■ Required work
Scale the pixel coordinates in the answers of all the records below by 1.55, rounding to whole numbers with halves going up. Write every line again, requests included, and leave the numbers in the requests and their format samples as they are.

■ Dataset records
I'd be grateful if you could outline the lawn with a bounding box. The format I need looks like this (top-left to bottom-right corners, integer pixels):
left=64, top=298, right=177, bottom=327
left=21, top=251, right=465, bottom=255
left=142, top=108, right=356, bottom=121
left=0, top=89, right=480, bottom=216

■ Task response
I'd be grateful if you could outline the lawn with a bounding box. The format I need looks like this (top-left to bottom-right corners, integer pixels):
left=64, top=298, right=177, bottom=327
left=21, top=251, right=465, bottom=255
left=142, top=108, right=356, bottom=121
left=0, top=138, right=744, bottom=335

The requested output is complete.